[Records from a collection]
********************
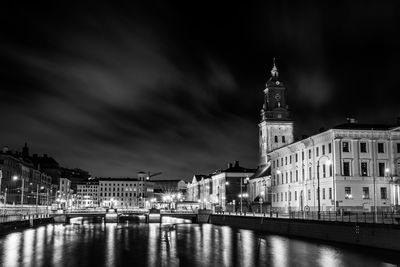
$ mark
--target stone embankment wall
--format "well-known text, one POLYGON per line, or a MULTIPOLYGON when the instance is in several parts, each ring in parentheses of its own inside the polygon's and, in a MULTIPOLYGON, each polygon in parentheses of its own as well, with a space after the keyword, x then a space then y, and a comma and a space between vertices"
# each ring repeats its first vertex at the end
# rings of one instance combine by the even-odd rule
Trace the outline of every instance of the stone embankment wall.
POLYGON ((18 229, 29 228, 43 224, 54 223, 54 219, 50 218, 35 218, 22 221, 0 223, 0 233, 7 233, 18 229))
POLYGON ((400 226, 313 220, 210 215, 210 223, 400 251, 400 226))

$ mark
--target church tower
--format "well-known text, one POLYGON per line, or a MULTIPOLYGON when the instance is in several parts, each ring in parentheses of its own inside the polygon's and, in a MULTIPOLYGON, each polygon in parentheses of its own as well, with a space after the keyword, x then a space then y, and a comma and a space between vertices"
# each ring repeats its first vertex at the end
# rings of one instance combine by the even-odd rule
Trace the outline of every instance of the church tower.
POLYGON ((286 87, 274 65, 264 89, 264 104, 259 123, 260 165, 268 163, 267 154, 293 142, 293 121, 286 104, 286 87))

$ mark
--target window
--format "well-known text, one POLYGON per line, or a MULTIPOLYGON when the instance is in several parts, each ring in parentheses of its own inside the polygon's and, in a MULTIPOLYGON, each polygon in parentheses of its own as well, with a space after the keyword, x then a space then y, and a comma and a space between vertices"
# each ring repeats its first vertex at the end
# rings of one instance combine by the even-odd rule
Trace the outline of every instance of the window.
POLYGON ((297 200, 297 191, 294 191, 294 200, 297 200))
POLYGON ((285 157, 285 165, 287 165, 287 156, 285 157))
POLYGON ((368 163, 361 162, 361 176, 368 176, 368 163))
POLYGON ((400 143, 397 143, 397 153, 400 153, 400 143))
POLYGON ((332 199, 332 187, 329 188, 329 199, 332 199))
POLYGON ((298 155, 296 153, 296 162, 298 162, 298 161, 299 161, 299 157, 298 157, 298 155))
POLYGON ((362 197, 363 199, 369 199, 369 187, 363 187, 363 192, 362 192, 362 197))
POLYGON ((353 196, 351 195, 351 187, 346 186, 344 188, 344 198, 345 199, 352 199, 353 196))
POLYGON ((308 167, 308 179, 311 180, 311 167, 308 167))
POLYGON ((381 199, 387 199, 386 187, 381 187, 381 199))
POLYGON ((298 181, 299 181, 299 171, 296 170, 296 182, 298 182, 298 181))
POLYGON ((326 177, 326 165, 322 164, 322 177, 326 177))
POLYGON ((308 150, 308 159, 311 159, 311 149, 308 150))
POLYGON ((378 153, 385 153, 383 143, 378 143, 378 153))
POLYGON ((328 153, 332 153, 332 144, 331 143, 328 144, 328 153))
POLYGON ((286 172, 285 176, 286 176, 286 183, 288 183, 288 173, 287 172, 286 172))
POLYGON ((381 177, 385 176, 385 163, 383 162, 378 163, 378 175, 381 177))
POLYGON ((311 190, 308 189, 308 200, 311 200, 311 190))
POLYGON ((343 162, 343 176, 350 176, 350 162, 343 162))
POLYGON ((275 202, 275 195, 272 195, 272 201, 275 202))
POLYGON ((304 151, 301 151, 301 160, 304 161, 304 151))
POLYGON ((283 158, 281 158, 281 166, 283 166, 283 158))
POLYGON ((287 201, 287 192, 285 192, 285 201, 287 201))
POLYGON ((304 167, 301 169, 301 179, 304 181, 305 179, 305 175, 304 175, 304 167))
POLYGON ((275 143, 278 143, 278 136, 275 135, 275 143))
POLYGON ((317 157, 319 156, 319 147, 316 148, 315 154, 316 154, 317 157))
POLYGON ((292 155, 289 156, 289 164, 292 164, 292 155))
POLYGON ((283 192, 281 192, 281 201, 283 201, 283 192))
POLYGON ((325 145, 322 145, 322 155, 325 155, 325 145))
POLYGON ((349 142, 343 142, 342 143, 342 151, 343 152, 350 152, 350 144, 349 144, 349 142))
POLYGON ((285 136, 282 136, 282 143, 286 143, 285 136))
POLYGON ((322 188, 322 199, 325 199, 325 188, 322 188))
POLYGON ((331 164, 331 165, 329 165, 329 177, 332 177, 332 175, 333 175, 333 167, 331 164))
POLYGON ((360 143, 360 152, 367 153, 367 143, 365 142, 360 143))
POLYGON ((290 171, 290 182, 291 182, 291 183, 293 182, 292 177, 293 177, 292 171, 290 171))
POLYGON ((292 192, 289 191, 289 201, 292 201, 292 192))

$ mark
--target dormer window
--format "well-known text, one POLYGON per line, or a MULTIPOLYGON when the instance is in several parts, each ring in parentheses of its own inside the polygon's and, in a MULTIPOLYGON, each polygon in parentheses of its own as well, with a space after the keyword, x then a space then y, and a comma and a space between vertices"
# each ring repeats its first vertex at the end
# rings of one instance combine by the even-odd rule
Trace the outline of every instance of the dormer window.
POLYGON ((275 143, 278 143, 278 136, 275 135, 275 143))

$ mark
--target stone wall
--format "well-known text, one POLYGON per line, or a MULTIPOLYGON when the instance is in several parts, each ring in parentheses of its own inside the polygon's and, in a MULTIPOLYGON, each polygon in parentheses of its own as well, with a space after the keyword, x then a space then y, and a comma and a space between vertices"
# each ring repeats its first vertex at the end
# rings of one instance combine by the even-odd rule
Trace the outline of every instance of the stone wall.
POLYGON ((280 235, 400 251, 400 226, 211 215, 210 223, 280 235))

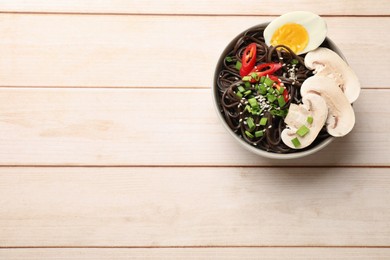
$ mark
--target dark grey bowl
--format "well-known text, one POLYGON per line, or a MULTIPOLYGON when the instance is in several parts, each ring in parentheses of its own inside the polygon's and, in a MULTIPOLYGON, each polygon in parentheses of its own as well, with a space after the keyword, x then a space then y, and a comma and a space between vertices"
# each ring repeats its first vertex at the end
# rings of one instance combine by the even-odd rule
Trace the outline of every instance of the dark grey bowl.
MULTIPOLYGON (((326 147, 328 144, 330 144, 333 140, 334 140, 334 137, 332 136, 329 136, 327 137, 326 139, 322 140, 321 142, 317 143, 316 145, 310 147, 309 149, 305 149, 305 150, 297 150, 296 152, 292 152, 292 153, 285 153, 285 154, 279 154, 279 153, 273 153, 273 152, 268 152, 268 151, 265 151, 265 150, 262 150, 260 148, 256 148, 252 145, 250 145, 249 143, 247 143, 243 138, 241 138, 239 135, 237 135, 229 126, 228 124, 226 123, 225 121, 225 118, 224 116, 222 115, 221 111, 220 111, 220 97, 218 95, 218 87, 217 87, 217 79, 218 79, 218 76, 219 76, 219 72, 221 70, 221 67, 222 67, 222 64, 223 64, 223 61, 224 61, 224 58, 226 57, 226 55, 229 53, 229 51, 234 47, 235 43, 237 42, 237 40, 242 37, 244 35, 244 33, 248 30, 251 30, 251 29, 255 29, 257 27, 265 27, 267 26, 268 23, 263 23, 263 24, 259 24, 259 25, 256 25, 256 26, 253 26, 251 28, 248 28, 247 30, 243 31, 242 33, 240 33, 239 35, 237 35, 225 48, 225 50, 222 52, 219 60, 218 60, 218 63, 217 63, 217 66, 216 66, 216 69, 215 69, 215 73, 214 73, 214 80, 213 80, 213 87, 212 87, 212 95, 213 95, 213 100, 214 100, 214 107, 217 111, 217 115, 220 119, 220 121, 222 122, 222 125, 225 127, 225 129, 227 130, 227 132, 241 145, 243 146, 245 149, 251 151, 252 153, 254 154, 257 154, 257 155, 261 155, 263 157, 267 157, 267 158, 272 158, 272 159, 295 159, 295 158, 300 158, 300 157, 304 157, 304 156, 307 156, 307 155, 310 155, 310 154, 313 154, 321 149, 323 149, 324 147, 326 147)), ((336 52, 337 54, 340 55, 340 57, 342 59, 345 59, 344 55, 341 53, 340 49, 328 38, 326 37, 324 42, 321 44, 322 47, 327 47, 331 50, 333 50, 334 52, 336 52)))

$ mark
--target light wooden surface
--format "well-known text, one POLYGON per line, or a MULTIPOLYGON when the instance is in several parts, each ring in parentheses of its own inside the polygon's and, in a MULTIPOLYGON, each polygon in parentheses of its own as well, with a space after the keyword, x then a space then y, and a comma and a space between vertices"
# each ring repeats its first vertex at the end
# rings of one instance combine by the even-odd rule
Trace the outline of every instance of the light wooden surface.
POLYGON ((209 89, 13 87, 0 98, 1 165, 389 166, 388 89, 362 91, 350 135, 286 161, 238 146, 209 89))
MULTIPOLYGON (((0 86, 159 88, 210 88, 225 46, 243 30, 273 19, 9 13, 1 18, 0 86)), ((390 31, 390 17, 324 19, 328 36, 364 75, 363 87, 388 87, 390 46, 388 36, 378 36, 390 31)))
POLYGON ((390 244, 388 169, 23 167, 0 183, 4 247, 390 244))
POLYGON ((103 14, 200 14, 200 15, 280 15, 292 9, 316 12, 321 15, 389 15, 387 0, 368 4, 365 0, 330 0, 317 3, 310 0, 7 0, 2 10, 8 12, 103 13, 103 14))
POLYGON ((0 259, 389 259, 390 2, 324 16, 351 134, 275 161, 212 104, 217 59, 290 1, 0 1, 0 259))
POLYGON ((7 260, 31 259, 389 259, 388 248, 37 248, 0 249, 7 260))

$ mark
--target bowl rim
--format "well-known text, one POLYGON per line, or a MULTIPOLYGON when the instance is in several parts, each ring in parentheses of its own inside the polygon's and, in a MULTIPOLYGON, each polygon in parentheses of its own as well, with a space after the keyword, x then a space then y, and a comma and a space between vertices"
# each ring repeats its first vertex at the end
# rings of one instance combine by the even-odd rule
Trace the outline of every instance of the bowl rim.
MULTIPOLYGON (((221 111, 220 111, 220 107, 219 107, 219 96, 218 96, 218 88, 217 88, 217 84, 216 84, 216 81, 218 79, 218 76, 219 76, 219 67, 221 65, 221 63, 223 62, 223 59, 224 57, 226 56, 226 54, 229 52, 229 50, 231 49, 231 45, 233 43, 235 43, 241 36, 244 35, 245 32, 247 32, 248 30, 252 30, 252 29, 255 29, 257 27, 265 27, 269 24, 270 22, 264 22, 264 23, 260 23, 260 24, 257 24, 257 25, 254 25, 244 31, 242 31, 240 34, 238 34, 236 37, 234 37, 229 43, 228 45, 226 45, 226 47, 224 48, 224 50, 222 51, 222 53, 220 54, 219 56, 219 59, 217 61, 217 64, 215 66, 215 70, 214 70, 214 77, 213 77, 213 82, 212 82, 212 91, 211 91, 211 95, 212 95, 212 98, 213 98, 213 103, 214 103, 214 108, 218 114, 218 117, 220 119, 220 121, 222 122, 222 125, 224 126, 224 128, 227 130, 227 132, 233 136, 233 138, 241 145, 243 146, 245 149, 247 149, 248 151, 254 153, 254 154, 257 154, 257 155, 260 155, 260 156, 263 156, 263 157, 266 157, 266 158, 270 158, 270 159, 297 159, 297 158, 301 158, 301 157, 305 157, 305 156, 308 156, 308 155, 311 155, 311 154, 314 154, 320 150, 322 150, 323 148, 325 148, 326 146, 328 146, 331 142, 334 141, 335 137, 333 136, 329 136, 327 137, 326 139, 324 139, 323 141, 321 141, 319 144, 317 144, 316 146, 312 147, 311 149, 308 149, 308 150, 304 150, 304 151, 297 151, 297 152, 293 152, 293 153, 273 153, 273 152, 267 152, 265 150, 262 150, 262 149, 259 149, 259 148, 256 148, 254 147, 253 145, 250 145, 249 143, 247 143, 244 139, 242 139, 240 136, 238 136, 237 134, 234 133, 234 131, 229 127, 229 125, 226 123, 226 120, 225 118, 223 117, 221 111)), ((333 50, 334 52, 336 52, 338 55, 340 55, 340 57, 345 61, 347 62, 345 56, 342 54, 341 50, 336 46, 336 44, 328 38, 328 36, 325 37, 325 40, 324 42, 326 41, 327 45, 329 46, 329 48, 331 50, 333 50)))

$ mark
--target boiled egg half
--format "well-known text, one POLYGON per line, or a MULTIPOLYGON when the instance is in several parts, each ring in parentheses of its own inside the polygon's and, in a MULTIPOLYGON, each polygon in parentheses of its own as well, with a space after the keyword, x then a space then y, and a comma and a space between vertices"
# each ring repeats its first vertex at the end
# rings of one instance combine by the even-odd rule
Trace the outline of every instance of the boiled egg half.
POLYGON ((318 48, 326 33, 326 22, 320 16, 296 11, 273 20, 264 30, 264 40, 268 46, 286 45, 299 55, 318 48))

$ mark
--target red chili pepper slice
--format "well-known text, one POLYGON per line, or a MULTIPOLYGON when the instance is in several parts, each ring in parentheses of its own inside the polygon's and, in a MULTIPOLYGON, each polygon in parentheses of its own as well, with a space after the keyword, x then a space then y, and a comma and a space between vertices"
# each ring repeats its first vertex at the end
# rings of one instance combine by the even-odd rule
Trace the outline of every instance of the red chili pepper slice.
POLYGON ((287 89, 284 89, 283 91, 283 98, 285 102, 287 102, 290 99, 287 89))
POLYGON ((259 77, 271 75, 282 67, 280 63, 263 63, 254 66, 251 72, 256 72, 259 77))
MULTIPOLYGON (((279 84, 282 83, 280 81, 280 79, 278 77, 276 77, 275 75, 268 75, 268 77, 270 79, 272 79, 274 82, 279 82, 279 84)), ((276 84, 276 86, 275 86, 278 91, 280 89, 280 85, 279 84, 276 84)), ((287 91, 286 88, 284 88, 284 91, 283 91, 283 98, 284 98, 285 102, 287 102, 290 99, 289 96, 288 96, 288 91, 287 91)))
POLYGON ((268 75, 268 77, 269 77, 270 79, 272 79, 273 81, 275 81, 275 82, 281 83, 280 79, 279 79, 278 77, 276 77, 275 75, 268 75))
MULTIPOLYGON (((252 71, 249 74, 256 73, 257 78, 261 78, 261 77, 267 76, 267 75, 270 77, 270 76, 273 76, 272 74, 275 71, 279 70, 281 67, 282 67, 282 64, 280 64, 280 63, 263 63, 260 65, 254 66, 252 71)), ((274 79, 272 79, 272 80, 274 80, 274 79)), ((256 82, 256 80, 252 78, 251 83, 255 83, 255 82, 256 82)))
POLYGON ((240 76, 244 77, 252 71, 256 63, 256 43, 249 44, 244 53, 242 54, 241 60, 242 66, 240 69, 240 76))

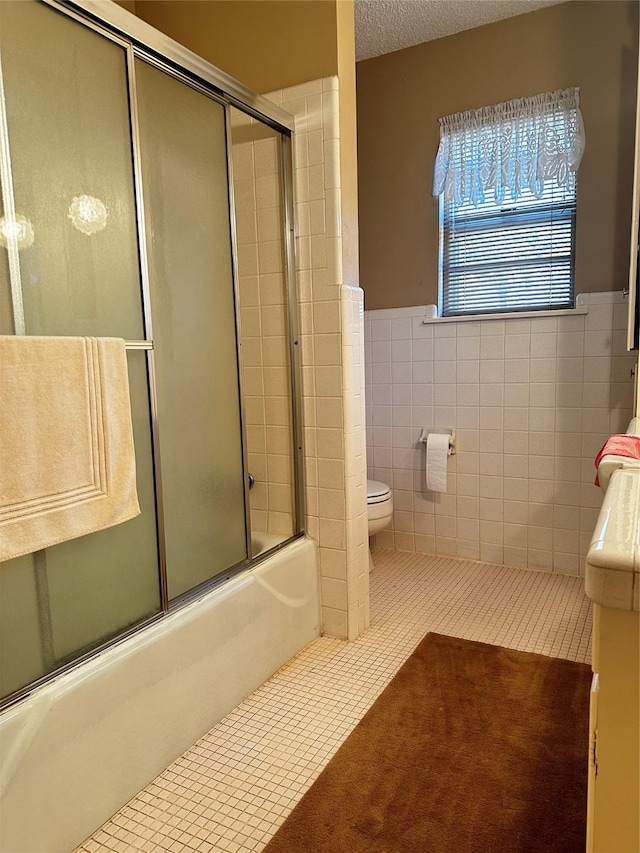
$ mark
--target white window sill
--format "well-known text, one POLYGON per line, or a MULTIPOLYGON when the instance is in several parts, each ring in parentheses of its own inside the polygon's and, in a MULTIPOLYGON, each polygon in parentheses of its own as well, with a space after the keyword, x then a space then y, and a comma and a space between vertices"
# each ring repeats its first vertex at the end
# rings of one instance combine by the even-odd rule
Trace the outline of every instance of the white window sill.
POLYGON ((588 314, 589 308, 560 308, 556 311, 505 311, 502 314, 465 314, 460 317, 423 317, 424 326, 432 323, 477 323, 478 320, 524 320, 533 317, 575 317, 588 314))

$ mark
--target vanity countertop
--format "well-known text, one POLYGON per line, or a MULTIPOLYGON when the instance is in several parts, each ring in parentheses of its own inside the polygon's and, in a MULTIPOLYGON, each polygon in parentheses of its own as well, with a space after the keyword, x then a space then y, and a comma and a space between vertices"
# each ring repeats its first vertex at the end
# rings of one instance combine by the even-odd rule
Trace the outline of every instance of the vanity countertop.
POLYGON ((586 560, 585 591, 605 607, 640 610, 640 466, 615 470, 586 560))

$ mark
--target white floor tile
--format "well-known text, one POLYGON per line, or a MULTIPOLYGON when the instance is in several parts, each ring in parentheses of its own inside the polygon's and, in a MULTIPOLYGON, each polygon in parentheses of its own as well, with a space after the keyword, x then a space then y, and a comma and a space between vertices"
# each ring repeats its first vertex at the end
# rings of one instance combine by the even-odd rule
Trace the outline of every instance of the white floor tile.
POLYGON ((321 637, 76 853, 258 853, 428 631, 588 662, 581 578, 374 550, 371 627, 321 637))

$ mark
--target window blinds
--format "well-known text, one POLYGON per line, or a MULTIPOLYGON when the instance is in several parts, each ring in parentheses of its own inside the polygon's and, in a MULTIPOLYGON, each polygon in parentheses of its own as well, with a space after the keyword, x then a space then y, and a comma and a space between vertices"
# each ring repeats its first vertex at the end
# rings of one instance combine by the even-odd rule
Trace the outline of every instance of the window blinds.
POLYGON ((573 306, 575 180, 502 207, 441 205, 443 316, 573 306))

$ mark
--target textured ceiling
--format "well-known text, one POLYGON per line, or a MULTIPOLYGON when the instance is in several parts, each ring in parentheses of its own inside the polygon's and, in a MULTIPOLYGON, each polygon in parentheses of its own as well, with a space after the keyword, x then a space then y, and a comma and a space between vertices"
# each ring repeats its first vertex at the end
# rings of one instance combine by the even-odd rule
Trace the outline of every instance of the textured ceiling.
POLYGON ((564 0, 355 0, 356 59, 470 30, 564 0))

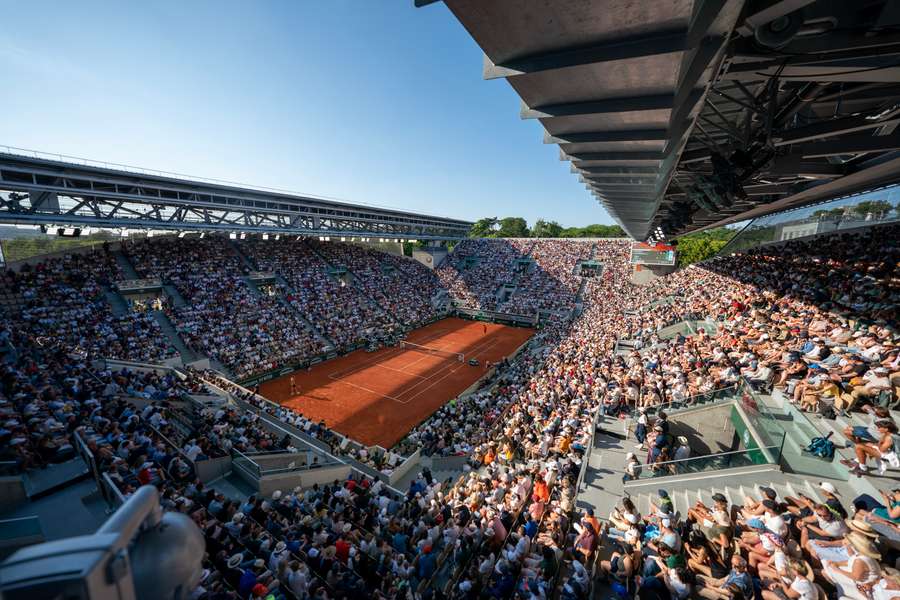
********************
Exercise description - Every line from the one with "--target textured ceiling" through the end of the records above belongs in the answer, copied exactly; no picture does.

Task solution -
--target textured ceiling
--format "well-known text, one POLYGON per line, or a MULTIPOLYGON when the instance is in several parts, each ring in parentheses of its own inside the polygon's and, in a MULTIPOLYGON, each polygon in parentheses of its own as well, with a space after the keyword, x then a space then y, and a comma and a space between vertices"
# each ring repeats its first vertex at the end
# rings of one instance combine by the even-odd rule
Trace the outline of every instance of the textured ceiling.
POLYGON ((564 0, 355 0, 356 59, 470 30, 564 0))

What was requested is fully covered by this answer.